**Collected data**
┄┄┄┄┄┄

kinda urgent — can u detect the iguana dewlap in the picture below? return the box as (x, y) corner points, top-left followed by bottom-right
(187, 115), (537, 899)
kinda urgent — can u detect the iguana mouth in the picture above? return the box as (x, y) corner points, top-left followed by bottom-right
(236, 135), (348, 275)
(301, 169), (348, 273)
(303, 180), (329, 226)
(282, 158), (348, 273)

┄┄┄┄┄┄

**EXERCISE INSTRUCTIONS**
Return each line of the records above exactly as it reads.

**ANSWER BOX**
kinda urgent — can u detect the iguana dewlap in the picture below? return the box as (x, y) corner points, top-left followed by bottom-right
(187, 115), (537, 899)
kinda urgent — can u detect the iguana mouth in the picture above? return the box as (x, y) corner points, top-left followed by bottom-right
(236, 135), (348, 275)
(301, 169), (348, 273)
(303, 180), (329, 226)
(282, 158), (348, 273)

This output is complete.